Items from a data source:

======

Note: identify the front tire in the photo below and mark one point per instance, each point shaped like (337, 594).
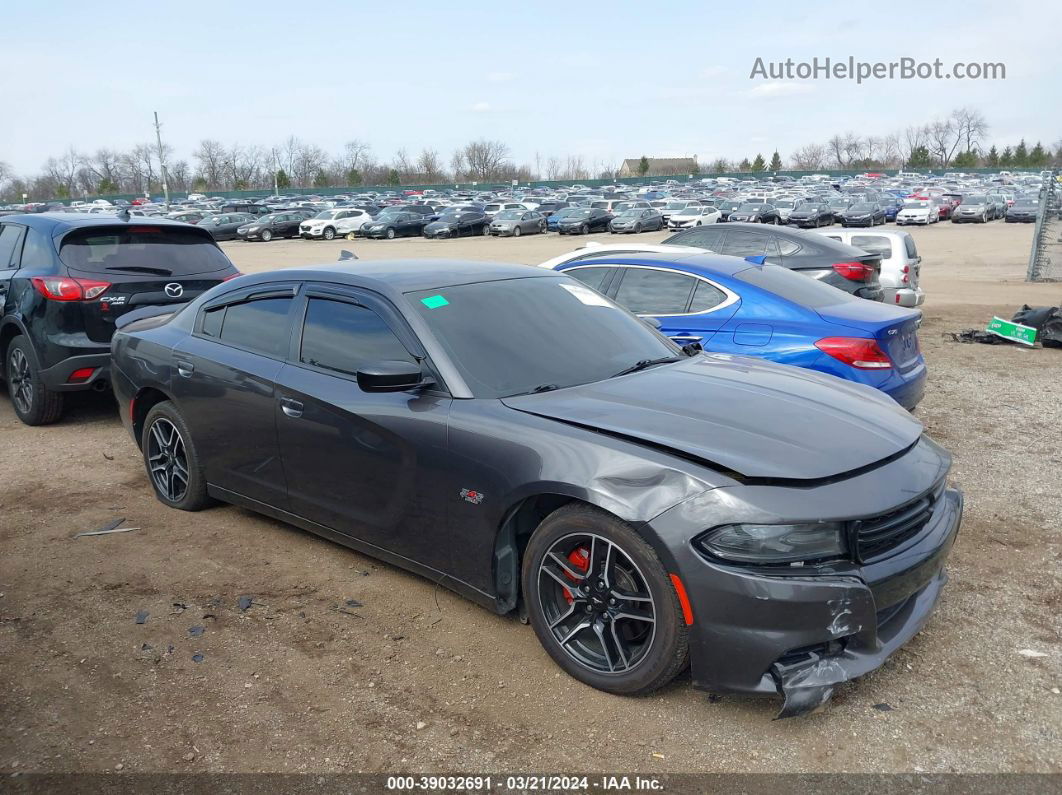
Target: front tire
(34, 403)
(601, 603)
(171, 460)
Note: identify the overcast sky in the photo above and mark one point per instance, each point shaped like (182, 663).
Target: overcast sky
(605, 81)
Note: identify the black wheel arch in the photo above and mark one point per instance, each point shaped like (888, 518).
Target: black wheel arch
(146, 399)
(519, 522)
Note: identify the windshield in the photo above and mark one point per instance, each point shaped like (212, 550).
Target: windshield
(164, 251)
(558, 333)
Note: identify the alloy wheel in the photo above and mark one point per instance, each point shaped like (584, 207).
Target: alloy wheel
(21, 380)
(597, 603)
(167, 460)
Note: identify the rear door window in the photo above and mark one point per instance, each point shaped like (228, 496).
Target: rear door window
(36, 251)
(343, 336)
(10, 237)
(646, 291)
(261, 326)
(131, 248)
(595, 277)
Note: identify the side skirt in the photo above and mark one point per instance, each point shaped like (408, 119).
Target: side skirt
(458, 586)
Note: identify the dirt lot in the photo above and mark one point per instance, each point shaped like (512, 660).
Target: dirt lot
(420, 679)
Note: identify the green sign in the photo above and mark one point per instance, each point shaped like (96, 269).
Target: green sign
(1012, 331)
(434, 301)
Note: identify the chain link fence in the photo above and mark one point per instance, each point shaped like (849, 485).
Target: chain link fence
(1045, 259)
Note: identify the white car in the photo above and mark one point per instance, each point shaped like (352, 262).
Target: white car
(697, 215)
(901, 262)
(593, 251)
(918, 211)
(331, 224)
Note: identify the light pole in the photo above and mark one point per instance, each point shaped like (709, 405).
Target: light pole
(161, 161)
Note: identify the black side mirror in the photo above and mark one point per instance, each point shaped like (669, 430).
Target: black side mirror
(391, 377)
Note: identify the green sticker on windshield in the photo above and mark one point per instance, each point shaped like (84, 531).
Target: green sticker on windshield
(434, 301)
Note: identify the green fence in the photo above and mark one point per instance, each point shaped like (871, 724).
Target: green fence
(684, 178)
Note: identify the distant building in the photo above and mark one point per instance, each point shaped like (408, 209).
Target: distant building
(660, 167)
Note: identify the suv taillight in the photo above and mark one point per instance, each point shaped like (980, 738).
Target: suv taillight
(62, 288)
(854, 271)
(856, 351)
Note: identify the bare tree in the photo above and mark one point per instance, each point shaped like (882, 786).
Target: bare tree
(458, 165)
(810, 157)
(971, 127)
(430, 167)
(485, 159)
(210, 156)
(943, 138)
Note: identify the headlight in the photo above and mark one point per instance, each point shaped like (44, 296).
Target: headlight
(774, 543)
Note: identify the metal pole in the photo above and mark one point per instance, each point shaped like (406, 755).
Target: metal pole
(161, 161)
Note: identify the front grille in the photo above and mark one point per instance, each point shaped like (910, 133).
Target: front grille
(888, 531)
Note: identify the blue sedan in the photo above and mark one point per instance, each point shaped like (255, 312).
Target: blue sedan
(734, 306)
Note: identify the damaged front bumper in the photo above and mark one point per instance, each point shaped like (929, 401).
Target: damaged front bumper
(802, 631)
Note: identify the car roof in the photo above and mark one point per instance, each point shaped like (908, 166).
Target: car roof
(60, 223)
(390, 277)
(715, 263)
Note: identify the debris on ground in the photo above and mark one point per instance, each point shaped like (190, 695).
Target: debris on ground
(1031, 653)
(1028, 326)
(112, 526)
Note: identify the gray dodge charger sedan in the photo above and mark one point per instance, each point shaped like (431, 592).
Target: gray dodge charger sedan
(514, 435)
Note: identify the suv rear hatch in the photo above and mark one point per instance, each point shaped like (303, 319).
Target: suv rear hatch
(141, 264)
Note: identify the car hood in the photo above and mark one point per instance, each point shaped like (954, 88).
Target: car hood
(749, 416)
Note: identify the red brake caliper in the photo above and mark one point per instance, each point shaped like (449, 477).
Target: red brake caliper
(580, 558)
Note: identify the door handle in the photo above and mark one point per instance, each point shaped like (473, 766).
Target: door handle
(291, 408)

======

- _EXERCISE_
Rewrite every one of the rows above, putting "place one point for each instance" wherever "mark one point per instance" appears and changing nothing else. Leave the pictures out of your answer.

- _TASK SOLUTION_
Note: identify the front tire in the photo below and place one point for each instance, each point shaped like (337, 594).
Target: front tire
(34, 403)
(601, 603)
(171, 460)
Note: identify the overcast sky in the photo above and place one point for each instance, each point shaped like (182, 663).
Target: overcast sky
(605, 81)
Note: identify the black wheel arch in the photo above and place one point for each instance, each point shaped like (888, 518).
Target: black wheel arch
(146, 399)
(519, 522)
Note: identify the windshield in the photo above and place one point for each instance, each point shaped like (212, 550).
Target: windshield
(164, 251)
(558, 333)
Note: identify the alloy wheel in the photo above and place one point for each instance, each point shaped like (584, 207).
Target: alloy wheel
(21, 380)
(597, 603)
(167, 460)
Note: identify the rear door window in the photo above and place one point for each instance, each point shaped like (228, 496).
Target: rear door window
(36, 251)
(343, 336)
(10, 237)
(646, 291)
(261, 326)
(131, 248)
(595, 277)
Note: identify the side skirt in the photo above and place one point for each instance, each point shaped like (408, 119).
Target: side skirt
(458, 586)
Note: identify the dirt lot in the photo above and place one point for each instance, each point shaped like (512, 660).
Target: dirt lot
(420, 679)
Note: identify the green sign in the photo above and place one point for each instance, each point shaped like (96, 269).
Target: green sign
(1012, 331)
(434, 301)
Note: identify the chain link fence in the photo above and place one point for each instance, each point shaped like (849, 485).
Target: chain link fence
(1045, 259)
Note: identify the white car in the photo above and place one point for each instance, each point shaped like (352, 262).
Target: white car
(697, 215)
(901, 262)
(593, 251)
(918, 211)
(331, 224)
Note: identify the light pole in the photo above and place one point for each instance, each point shaped like (709, 405).
Target: light pole
(161, 161)
Note: identify the black side mirror in the photo above and place one point for each instance, each point shaped like (669, 430).
Target: black side mirror
(391, 377)
Note: identify the green sticker on windshield in the photo above and place one point for each instance, each point shaped like (84, 531).
Target: green sticker on windshield
(434, 301)
Note: identify the green fence in the photo above and place one point for each instance, each point shaped like (871, 724).
Target: green fence
(684, 178)
Note: identify the distant building in the photo above and place one point for each instance, each point shaped like (408, 209).
Target: distant building
(660, 167)
Note: identify the suv taillight in the photo above and place one point for each instance, each point shaped like (980, 738).
Target: suv taillight
(62, 288)
(854, 271)
(856, 351)
Note: identify the bare tree in the photo above and place one point for each instance, each point shaped like (882, 786).
Target: bare tree
(458, 165)
(810, 157)
(971, 127)
(430, 167)
(485, 159)
(210, 156)
(943, 138)
Note: identify the headlight in the photo above and place one point for each instance, each point shaped like (44, 296).
Target: headlight
(774, 543)
Note: identify the metal pole in the photo above and place one point for each instance, each point shaped like (406, 755).
Target: metal pole
(161, 161)
Note: identify the front grille in the photo above and place one point for each instance, each point shaped like (910, 133).
Target: front grille
(888, 531)
Note: identify the blue sedan in the photo above and place one point for each instance, each point shaped like (255, 312).
Target: blue sedan
(734, 306)
Note: identify the damaged front bumper in the photo above and place one point for each instance, each point shaped like (929, 401).
Target: damaged front bumper
(802, 631)
Note: identify the car roof in the photo above and place one point for each instance, each point shaped like (908, 166).
Target: car roof
(60, 223)
(390, 277)
(715, 263)
Note: identify the debris on ground in the photo above and place one point for each instance, each point shaped like (190, 695).
Target: debris on ground
(1031, 653)
(1028, 326)
(112, 526)
Note: identify the gray dodge charger sedan in the photo above and place one point for each instance, each point shaped like (431, 592).
Target: gray dodge charger sedan
(514, 435)
Note: identify the suv rear hatch in the photo above and place one point for each instance, each point shaped like (303, 319).
Target: suv rear hatch
(141, 264)
Note: identify the car hood in the photo above and place one point for each instance, each point shaped like (954, 88).
Target: car hood
(749, 416)
Note: identify the red brake caliper in the photo above and place one point for each instance, each point shaped like (449, 477).
Target: red brake caliper
(580, 558)
Note: identify the door handle in the photo above and place one point for each instance, each point shaped like (473, 766).
Target: door handle
(291, 408)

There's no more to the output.